━━━━━ DATA SHOWN ━━━━━

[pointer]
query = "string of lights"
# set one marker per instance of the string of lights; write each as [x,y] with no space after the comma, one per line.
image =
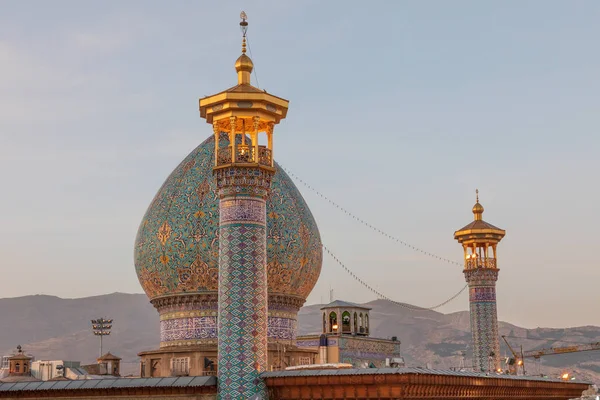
[381,295]
[251,56]
[368,225]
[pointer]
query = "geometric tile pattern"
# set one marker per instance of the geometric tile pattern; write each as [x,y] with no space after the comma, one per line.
[484,318]
[242,336]
[177,244]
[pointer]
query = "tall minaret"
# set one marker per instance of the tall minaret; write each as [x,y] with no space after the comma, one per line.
[243,171]
[479,240]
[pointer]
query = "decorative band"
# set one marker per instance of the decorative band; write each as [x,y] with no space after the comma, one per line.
[188,314]
[201,328]
[188,328]
[482,294]
[242,210]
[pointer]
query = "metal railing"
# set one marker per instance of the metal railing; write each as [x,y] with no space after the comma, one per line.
[485,262]
[245,154]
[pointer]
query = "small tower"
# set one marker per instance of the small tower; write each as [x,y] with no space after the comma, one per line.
[19,367]
[243,170]
[479,240]
[112,363]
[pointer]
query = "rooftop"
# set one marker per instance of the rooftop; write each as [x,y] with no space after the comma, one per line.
[184,381]
[404,371]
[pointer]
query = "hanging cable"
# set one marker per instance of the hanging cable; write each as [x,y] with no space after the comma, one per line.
[252,57]
[365,223]
[381,295]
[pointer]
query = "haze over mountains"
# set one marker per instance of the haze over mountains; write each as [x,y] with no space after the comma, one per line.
[49,327]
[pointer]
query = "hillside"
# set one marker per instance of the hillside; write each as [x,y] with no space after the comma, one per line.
[53,328]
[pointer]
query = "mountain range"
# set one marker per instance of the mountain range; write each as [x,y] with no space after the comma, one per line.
[50,327]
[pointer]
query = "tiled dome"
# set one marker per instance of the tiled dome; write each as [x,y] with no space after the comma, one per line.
[177,245]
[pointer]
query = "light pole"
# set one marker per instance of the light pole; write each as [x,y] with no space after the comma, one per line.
[101,327]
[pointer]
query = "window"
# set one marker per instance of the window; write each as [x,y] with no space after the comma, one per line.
[333,327]
[360,323]
[180,366]
[346,326]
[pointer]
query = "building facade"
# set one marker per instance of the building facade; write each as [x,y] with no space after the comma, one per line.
[345,339]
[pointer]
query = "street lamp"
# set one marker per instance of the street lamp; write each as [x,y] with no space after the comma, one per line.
[101,327]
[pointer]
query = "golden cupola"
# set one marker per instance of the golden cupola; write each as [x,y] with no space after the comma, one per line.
[479,240]
[243,112]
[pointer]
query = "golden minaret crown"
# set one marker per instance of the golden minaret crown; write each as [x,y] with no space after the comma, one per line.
[243,112]
[479,240]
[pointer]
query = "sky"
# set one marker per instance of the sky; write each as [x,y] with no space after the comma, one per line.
[398,112]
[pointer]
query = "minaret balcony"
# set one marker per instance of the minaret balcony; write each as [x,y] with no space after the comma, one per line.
[480,262]
[245,154]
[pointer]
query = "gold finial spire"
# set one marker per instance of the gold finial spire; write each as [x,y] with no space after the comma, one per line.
[477,208]
[244,65]
[244,28]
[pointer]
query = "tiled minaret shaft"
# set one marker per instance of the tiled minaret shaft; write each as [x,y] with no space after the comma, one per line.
[243,171]
[479,240]
[242,337]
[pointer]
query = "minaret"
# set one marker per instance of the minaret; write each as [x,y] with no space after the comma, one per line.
[243,171]
[479,240]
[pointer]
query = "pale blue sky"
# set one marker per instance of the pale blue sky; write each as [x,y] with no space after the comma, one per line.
[399,110]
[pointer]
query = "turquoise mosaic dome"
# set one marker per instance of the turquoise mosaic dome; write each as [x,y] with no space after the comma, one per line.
[177,244]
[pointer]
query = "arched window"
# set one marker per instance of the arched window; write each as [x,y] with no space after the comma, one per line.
[346,325]
[333,327]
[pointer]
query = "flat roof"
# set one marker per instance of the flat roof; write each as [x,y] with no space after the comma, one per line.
[406,371]
[183,381]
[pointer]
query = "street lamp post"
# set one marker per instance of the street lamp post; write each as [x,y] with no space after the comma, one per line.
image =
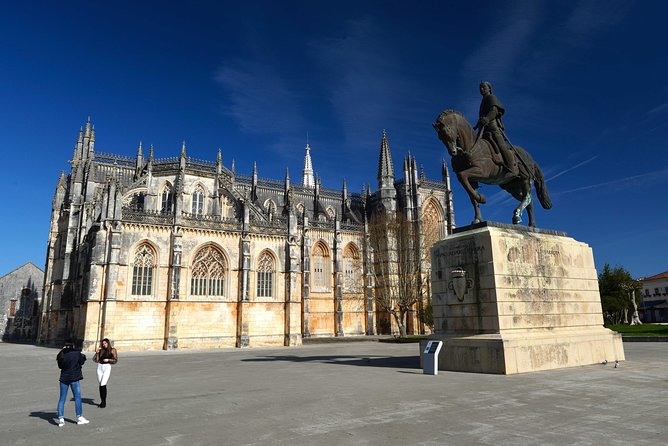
[631,287]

━━━━━

**TASK INSTRUCTIONS**
Transcribe the records above exactly, leaving out every picture.

**RESPONSE BOX**
[pointer]
query = "string of lights"
# set one marker per instance of the string of lights; write each as [x,y] with no space after the comma, one per line.
image =
[381,295]
[251,56]
[368,225]
[pointer]
query = "geometric tile pattern"
# set one marker per instance of the geometric tile pattern; write each as [x,y] with no space after the comma, one per line.
[484,318]
[242,336]
[177,244]
[pointer]
query = "tall minaret"
# set one marker per instance of the tall minaret; write each as [x,y] with no space after the comma, one per line.
[243,171]
[479,240]
[pointer]
query = "decorative band"
# set one marker per instance of the decorative band; write each as [x,y] with no space after the comma, one per line.
[188,314]
[201,328]
[188,328]
[482,294]
[242,210]
[pointer]
query = "metal railing"
# set one marker per instance of the metal railing; write each as [x,y] with no space after the comma, one per line.
[485,262]
[245,154]
[pointer]
query = "small tower"
# set one marker per instance of the small tower; write each as [x,y] with no space after the comma, one per line.
[19,367]
[243,170]
[479,240]
[112,363]
[pointer]
query = "rooftop"
# set one marker per instance of the rooftop; write each as [x,y] with no space after the comma, one per line.
[184,381]
[404,371]
[pointer]
query = "hanging cable"
# set one marker per instance of the hanging cable; write each as [x,y] with no space after the comma, one per line.
[252,57]
[365,223]
[381,295]
[pointer]
query = "haze over mountains"
# set one marker per instance of the haze over mountains; write each as [x,y] with no space after the comma, one per line.
[49,327]
[pointer]
query = "hillside"
# set one marker per instance of the hillside; write each as [x,y] with no space after the comma, one per line.
[53,328]
[pointer]
query = "mountain range"
# set one marker per instance of the mountain range; write each as [x,y] with no space after the comma, one per line.
[50,327]
[pointer]
query = "tiled dome"
# set one marker per instance of the tiled dome; write each as [x,y] with no space after the comma, one per line.
[177,245]
[pointer]
query = "light pole"
# set one marker per instance of the light pole; write each as [x,y] with no space after the comma, one per line.
[101,327]
[pointer]
query = "window"
# set one marker per instance of the window; write each as [x,y] with no space after the comma, one per line.
[333,327]
[360,323]
[180,366]
[346,326]
[pointer]
query = "building facade"
# set one marker per instance of the building facade; write each as [x,y] with no space after the comma, one per line.
[345,339]
[pointer]
query = "street lamp"
# set one marker per instance of the street lamp; write each as [x,y] with no space after the comma, one per line.
[101,327]
[pointer]
query = "golden cupola"
# set one marker per instance of the golden cupola; write each as [x,y] with no space after the comma, one per line.
[479,240]
[243,112]
[pointer]
query = "golden minaret crown"
# set one marker per instance of the golden minaret crown; write each as [x,y] with no space after the comma, one per line.
[243,112]
[479,240]
[pointer]
query = "sky"
# set one marker per instance of the sky; write each as [x,y] with no space after the comma, one per line.
[398,112]
[pointer]
query = "minaret balcony"
# set one marker per instance of the minaret balcony; write each as [x,y] with no space after the comma, one per line.
[480,262]
[245,154]
[pointer]
query = "gold finial spire"
# set one marker per instance of the gold finial spire; write each as [x,y] with no space after the comma, one per line.
[477,208]
[244,65]
[244,28]
[pointer]
query = "tiled minaret shaft"
# set one marker per instance of the tiled minaret shaft; write each as [x,y] with no space after the comma, one per line.
[243,171]
[479,240]
[242,337]
[pointer]
query = "minaret"
# set one marker per instance of the minaret; write each as [x,y] with no space after the comma, one per line.
[243,171]
[479,240]
[pointer]
query = "pale blue sky"
# set one marker per instance of the pale blue sky; write each as [x,y] with no space after the comma, one per line.
[399,110]
[pointer]
query = "turquoise mosaic dome"
# set one marker per instance of the turquoise mosaic dome; write each as [x,y] with no space after the comma, one per line.
[177,244]
[pointer]
query = "arched window"
# set one marker per instance of the arched window; write each as [x,y] with no space after the comma, one per line.
[346,325]
[333,327]
[pointer]
query = "flat roof"
# set one marker per instance of the flat roof; write each as [x,y] with no space after the comma, one per line.
[406,371]
[183,381]
[pointer]
query = "street lamp post"
# set one marker per instance of the street lamp post; write each as [x,y] with no space after the comma, one per line.
image =
[631,287]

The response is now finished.